§ Assigned task: Copy word for word the stretch of the nanoindentation article below from "A novel method" through "two international institutions.".

[Text shown — start]

A novel method to test nanomechanical properties of materials at very minute scales with high precision and accuracy has been developed by an Indian scientist in collaboration with two international institutions.
The new methodology not only significantly improves the precision and accuracy of what is known as nanoindentation technique or testing of mechanical strength, but enables testing at much higher rates, thus facilitating high throughput.
With Conventional testing methods not always feasible at nano scales, which are usually of the order of 1/100th of the diameter of a human hair, the nanoindentation technique was invented by Dr. Warren Oliver (KLA Corp.) and Dr. John Pethica (Oxford University) in the 80s and the analysis procedure was proposed by Dr. Warren Oliver and Dr. George Pharr (Texas A&M University) in their seminal work which had a huge impact on a broad spectrum of scientific research.
The technique has been widely used to measure the strength of semiconductor devices and structural materials that have ubiquitously penetrated every aspect of our daily life through electronic gadgets. The technique has been used for a wide range of applications from identifying cancerous cells to establishing how meteorites are formed in deep space.
In developing the new methodology, Dr. Sudharshan Phani of the Advanced Nanomechanical Characterization (ANC) Centre at Centre for Engineered Coatings, International Advanced Research Centre for Powder Metallurgy & New Materials (ARCI), Hyderabad, collaborated with Dr Warren Oliver at KLA and Prof. George Pharr of Texas A & M University.

[Text shown — finish]
[Records supplied — start]

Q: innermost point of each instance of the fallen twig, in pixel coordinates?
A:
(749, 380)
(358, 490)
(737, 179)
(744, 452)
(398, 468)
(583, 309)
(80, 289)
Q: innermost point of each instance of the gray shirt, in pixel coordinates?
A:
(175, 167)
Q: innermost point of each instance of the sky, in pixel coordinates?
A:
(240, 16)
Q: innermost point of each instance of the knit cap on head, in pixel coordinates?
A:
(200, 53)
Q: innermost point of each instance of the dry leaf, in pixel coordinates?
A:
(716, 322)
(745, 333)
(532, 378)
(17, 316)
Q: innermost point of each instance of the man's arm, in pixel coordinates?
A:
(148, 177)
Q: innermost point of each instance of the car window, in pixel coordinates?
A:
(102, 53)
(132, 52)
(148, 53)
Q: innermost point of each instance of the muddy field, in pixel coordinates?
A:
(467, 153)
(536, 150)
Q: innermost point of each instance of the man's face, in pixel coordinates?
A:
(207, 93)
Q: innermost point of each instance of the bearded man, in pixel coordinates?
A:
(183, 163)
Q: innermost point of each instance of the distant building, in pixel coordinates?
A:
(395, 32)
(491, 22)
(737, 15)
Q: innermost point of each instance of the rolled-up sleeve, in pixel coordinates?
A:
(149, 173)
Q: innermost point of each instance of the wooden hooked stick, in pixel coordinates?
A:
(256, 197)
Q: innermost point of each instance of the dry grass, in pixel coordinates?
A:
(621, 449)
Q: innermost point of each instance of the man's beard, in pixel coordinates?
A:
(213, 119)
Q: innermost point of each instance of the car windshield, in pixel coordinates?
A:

[Records supplied — finish]

§ Your solution:
A novel method to test nanomechanical properties of materials at very minute scales with high precision and accuracy has been developed by an Indian scientist in collaboration with two international institutions.